** Dataset extract **
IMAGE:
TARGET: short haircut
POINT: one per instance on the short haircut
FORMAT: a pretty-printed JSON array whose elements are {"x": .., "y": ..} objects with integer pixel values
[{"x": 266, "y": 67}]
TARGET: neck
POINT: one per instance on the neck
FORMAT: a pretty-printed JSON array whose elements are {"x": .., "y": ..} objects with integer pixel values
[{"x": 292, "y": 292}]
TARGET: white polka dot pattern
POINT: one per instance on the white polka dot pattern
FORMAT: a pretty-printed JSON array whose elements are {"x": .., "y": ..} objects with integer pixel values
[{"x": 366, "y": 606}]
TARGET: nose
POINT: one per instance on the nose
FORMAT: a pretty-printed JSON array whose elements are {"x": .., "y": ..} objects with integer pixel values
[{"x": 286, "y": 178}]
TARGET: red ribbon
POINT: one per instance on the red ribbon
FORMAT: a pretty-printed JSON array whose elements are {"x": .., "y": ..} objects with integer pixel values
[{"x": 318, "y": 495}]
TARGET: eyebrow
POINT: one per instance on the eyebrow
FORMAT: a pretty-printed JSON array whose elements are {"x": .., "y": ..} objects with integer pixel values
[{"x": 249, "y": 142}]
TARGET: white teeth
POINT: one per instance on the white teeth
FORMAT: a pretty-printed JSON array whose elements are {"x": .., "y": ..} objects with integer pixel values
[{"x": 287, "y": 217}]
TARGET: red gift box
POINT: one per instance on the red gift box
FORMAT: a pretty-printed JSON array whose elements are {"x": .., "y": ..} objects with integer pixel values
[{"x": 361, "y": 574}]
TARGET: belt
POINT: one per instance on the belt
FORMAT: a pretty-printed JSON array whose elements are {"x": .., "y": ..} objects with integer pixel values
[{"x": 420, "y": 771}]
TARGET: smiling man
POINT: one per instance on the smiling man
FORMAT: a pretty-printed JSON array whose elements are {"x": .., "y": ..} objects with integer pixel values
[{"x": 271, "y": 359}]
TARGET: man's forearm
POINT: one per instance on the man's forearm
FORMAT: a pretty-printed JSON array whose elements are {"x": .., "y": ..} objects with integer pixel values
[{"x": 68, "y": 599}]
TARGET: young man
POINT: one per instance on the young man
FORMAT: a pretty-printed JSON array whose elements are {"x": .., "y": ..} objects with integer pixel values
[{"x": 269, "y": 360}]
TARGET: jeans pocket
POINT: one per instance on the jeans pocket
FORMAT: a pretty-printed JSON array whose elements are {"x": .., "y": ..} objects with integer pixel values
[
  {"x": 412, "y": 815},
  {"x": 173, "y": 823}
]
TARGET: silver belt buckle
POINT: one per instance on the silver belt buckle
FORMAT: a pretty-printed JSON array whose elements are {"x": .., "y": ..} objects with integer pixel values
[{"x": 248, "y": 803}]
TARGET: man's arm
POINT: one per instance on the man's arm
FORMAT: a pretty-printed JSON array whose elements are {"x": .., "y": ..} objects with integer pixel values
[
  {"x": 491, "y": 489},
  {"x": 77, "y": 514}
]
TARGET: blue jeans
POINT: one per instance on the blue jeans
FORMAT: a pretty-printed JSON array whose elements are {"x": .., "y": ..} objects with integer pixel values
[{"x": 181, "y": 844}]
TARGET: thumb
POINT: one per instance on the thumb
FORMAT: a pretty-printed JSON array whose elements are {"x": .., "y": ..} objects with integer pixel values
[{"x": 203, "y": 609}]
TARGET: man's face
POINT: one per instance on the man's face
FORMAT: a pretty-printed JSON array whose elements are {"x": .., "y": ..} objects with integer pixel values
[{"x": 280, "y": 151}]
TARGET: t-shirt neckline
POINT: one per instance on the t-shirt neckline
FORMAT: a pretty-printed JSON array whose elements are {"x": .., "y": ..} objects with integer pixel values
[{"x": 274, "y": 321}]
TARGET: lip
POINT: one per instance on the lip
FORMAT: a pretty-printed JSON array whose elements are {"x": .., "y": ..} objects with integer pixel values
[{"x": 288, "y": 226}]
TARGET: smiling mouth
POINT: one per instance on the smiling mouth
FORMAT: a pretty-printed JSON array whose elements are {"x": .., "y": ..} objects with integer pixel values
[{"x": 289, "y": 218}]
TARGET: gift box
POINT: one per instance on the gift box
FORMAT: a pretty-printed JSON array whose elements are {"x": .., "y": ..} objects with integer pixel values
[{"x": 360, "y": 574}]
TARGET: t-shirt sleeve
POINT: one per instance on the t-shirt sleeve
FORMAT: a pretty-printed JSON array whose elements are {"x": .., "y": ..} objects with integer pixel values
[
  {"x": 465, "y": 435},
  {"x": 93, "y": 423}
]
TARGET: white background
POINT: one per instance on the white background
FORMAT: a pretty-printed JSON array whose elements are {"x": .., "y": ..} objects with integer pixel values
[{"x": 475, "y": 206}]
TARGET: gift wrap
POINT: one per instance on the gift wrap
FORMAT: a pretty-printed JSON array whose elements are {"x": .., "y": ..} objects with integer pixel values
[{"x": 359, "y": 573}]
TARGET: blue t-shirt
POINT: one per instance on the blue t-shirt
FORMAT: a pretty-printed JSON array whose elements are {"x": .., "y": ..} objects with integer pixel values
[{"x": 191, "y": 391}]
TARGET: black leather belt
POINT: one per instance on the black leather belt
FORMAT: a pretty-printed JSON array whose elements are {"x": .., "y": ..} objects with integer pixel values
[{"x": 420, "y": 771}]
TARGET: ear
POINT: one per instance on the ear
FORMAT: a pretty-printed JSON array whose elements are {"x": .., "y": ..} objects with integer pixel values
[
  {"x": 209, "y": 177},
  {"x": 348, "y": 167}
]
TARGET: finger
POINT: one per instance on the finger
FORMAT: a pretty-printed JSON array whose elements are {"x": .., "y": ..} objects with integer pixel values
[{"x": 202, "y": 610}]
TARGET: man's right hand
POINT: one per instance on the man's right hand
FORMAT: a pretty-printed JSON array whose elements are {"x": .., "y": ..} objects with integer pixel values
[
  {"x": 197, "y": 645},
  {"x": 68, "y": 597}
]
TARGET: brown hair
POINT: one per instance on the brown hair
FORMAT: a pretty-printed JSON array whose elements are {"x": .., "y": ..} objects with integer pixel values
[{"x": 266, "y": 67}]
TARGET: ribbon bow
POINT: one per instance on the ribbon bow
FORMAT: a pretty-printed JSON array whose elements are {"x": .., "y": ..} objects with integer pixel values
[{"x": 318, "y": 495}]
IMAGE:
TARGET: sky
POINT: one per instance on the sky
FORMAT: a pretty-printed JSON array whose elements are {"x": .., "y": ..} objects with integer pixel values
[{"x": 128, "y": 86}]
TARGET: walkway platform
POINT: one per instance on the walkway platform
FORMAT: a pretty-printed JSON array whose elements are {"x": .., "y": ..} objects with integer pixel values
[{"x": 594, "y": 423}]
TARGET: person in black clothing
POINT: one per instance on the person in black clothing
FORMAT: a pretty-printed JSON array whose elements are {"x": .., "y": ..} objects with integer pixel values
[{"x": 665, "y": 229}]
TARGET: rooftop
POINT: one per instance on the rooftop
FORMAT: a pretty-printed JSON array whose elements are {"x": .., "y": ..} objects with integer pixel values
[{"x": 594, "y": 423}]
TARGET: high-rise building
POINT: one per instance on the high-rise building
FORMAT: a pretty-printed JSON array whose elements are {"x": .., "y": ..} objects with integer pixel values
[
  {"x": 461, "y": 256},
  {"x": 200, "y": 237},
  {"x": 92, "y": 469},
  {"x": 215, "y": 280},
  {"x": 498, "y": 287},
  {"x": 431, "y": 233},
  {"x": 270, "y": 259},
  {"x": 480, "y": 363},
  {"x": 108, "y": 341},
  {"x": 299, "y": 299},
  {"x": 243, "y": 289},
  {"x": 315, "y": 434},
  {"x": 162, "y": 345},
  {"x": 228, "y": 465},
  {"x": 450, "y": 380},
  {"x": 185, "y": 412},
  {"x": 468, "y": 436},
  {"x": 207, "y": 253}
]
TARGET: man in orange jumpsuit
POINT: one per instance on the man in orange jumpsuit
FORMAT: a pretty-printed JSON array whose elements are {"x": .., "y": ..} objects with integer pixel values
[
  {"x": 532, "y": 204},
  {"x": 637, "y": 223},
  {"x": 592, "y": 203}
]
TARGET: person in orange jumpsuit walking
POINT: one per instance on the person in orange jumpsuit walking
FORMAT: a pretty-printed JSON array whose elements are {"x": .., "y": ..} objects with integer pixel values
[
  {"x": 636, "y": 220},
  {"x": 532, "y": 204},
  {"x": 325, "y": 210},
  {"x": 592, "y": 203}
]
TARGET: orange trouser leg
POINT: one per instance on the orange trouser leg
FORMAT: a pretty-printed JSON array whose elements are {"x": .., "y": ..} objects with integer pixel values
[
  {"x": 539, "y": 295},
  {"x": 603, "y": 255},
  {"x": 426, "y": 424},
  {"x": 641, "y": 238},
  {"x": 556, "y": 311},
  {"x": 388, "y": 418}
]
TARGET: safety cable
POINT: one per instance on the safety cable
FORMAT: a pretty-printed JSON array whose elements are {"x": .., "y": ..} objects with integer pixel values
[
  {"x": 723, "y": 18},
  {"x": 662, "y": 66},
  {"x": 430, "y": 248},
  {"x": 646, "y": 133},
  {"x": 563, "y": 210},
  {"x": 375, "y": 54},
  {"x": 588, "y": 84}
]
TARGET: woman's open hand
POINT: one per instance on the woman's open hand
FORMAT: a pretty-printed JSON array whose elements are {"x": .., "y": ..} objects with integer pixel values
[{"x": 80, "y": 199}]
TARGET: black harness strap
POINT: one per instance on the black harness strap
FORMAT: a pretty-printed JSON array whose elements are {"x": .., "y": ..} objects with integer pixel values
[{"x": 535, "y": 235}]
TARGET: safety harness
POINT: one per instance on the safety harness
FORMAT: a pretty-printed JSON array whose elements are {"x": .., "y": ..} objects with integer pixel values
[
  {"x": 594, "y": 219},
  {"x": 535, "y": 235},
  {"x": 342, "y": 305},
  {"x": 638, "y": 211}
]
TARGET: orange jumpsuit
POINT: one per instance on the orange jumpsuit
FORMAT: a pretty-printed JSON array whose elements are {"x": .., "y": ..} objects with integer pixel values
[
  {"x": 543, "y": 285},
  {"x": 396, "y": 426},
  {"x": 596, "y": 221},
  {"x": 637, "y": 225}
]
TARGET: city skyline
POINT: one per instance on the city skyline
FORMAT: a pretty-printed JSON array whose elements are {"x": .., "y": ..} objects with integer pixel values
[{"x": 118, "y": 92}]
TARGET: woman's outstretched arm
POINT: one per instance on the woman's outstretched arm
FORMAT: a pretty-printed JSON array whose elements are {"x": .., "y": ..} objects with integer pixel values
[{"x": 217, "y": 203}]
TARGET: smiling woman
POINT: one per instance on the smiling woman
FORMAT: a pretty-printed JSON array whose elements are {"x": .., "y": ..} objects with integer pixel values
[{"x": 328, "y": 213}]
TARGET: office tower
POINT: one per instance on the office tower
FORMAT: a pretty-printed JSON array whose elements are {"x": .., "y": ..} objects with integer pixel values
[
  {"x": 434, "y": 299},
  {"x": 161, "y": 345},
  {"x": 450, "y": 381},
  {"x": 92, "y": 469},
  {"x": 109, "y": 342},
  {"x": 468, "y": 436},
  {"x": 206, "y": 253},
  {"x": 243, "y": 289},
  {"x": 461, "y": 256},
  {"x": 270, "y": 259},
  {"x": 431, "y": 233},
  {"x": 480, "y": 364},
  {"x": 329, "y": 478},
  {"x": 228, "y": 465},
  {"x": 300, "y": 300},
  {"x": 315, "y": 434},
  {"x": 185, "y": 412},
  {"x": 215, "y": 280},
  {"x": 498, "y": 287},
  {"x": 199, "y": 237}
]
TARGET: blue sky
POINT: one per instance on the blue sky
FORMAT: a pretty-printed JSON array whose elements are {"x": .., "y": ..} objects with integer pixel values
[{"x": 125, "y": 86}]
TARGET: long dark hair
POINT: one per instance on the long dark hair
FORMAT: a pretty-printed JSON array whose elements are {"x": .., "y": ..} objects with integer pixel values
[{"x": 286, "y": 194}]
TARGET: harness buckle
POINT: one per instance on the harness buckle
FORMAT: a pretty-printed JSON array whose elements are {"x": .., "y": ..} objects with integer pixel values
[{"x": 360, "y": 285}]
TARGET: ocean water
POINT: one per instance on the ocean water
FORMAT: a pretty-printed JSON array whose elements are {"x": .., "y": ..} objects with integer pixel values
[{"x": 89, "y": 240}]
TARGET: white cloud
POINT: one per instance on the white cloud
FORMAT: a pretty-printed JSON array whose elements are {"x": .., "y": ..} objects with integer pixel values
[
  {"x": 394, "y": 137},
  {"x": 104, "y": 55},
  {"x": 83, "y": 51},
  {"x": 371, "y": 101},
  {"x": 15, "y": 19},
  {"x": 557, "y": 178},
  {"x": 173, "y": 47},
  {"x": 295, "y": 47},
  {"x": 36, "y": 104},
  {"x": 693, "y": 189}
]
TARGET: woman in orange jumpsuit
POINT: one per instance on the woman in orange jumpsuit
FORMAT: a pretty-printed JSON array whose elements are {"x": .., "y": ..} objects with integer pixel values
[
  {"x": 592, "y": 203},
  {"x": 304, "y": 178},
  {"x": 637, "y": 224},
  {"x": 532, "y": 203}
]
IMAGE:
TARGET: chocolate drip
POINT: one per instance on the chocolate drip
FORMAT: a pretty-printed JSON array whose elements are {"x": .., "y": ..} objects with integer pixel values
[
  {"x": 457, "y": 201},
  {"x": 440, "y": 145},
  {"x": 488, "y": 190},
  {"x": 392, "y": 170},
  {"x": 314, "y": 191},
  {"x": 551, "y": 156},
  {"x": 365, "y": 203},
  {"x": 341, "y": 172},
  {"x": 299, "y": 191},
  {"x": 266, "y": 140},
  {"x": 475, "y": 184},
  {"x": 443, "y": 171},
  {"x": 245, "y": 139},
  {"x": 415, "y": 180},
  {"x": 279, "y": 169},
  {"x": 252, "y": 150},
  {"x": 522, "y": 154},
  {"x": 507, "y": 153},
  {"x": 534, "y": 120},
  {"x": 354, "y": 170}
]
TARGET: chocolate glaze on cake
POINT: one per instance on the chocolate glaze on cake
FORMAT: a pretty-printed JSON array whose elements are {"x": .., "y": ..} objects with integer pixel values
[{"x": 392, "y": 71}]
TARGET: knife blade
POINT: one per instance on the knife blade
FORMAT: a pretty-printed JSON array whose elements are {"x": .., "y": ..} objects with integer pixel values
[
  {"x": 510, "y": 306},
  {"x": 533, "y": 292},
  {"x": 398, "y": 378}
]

** What to produce **
Return the lines beginning at the one that contains "TARGET: chocolate glaze on cake" and continuing through the last line of the data, exactly as they stand and without any others.

** Output of the task **
TARGET: chocolate glaze on cake
POINT: one per instance on the chocolate glaze on cake
FORMAT: a pretty-printed JSON array whose elements are {"x": .., "y": ..} objects with integer pixel values
[{"x": 392, "y": 71}]
TARGET: knife blade
POINT: one per instance on the knife blade
FORMAT: a pretty-printed JSON array whose elements are {"x": .., "y": ..} objects with integer pixel values
[
  {"x": 510, "y": 306},
  {"x": 533, "y": 292},
  {"x": 398, "y": 378}
]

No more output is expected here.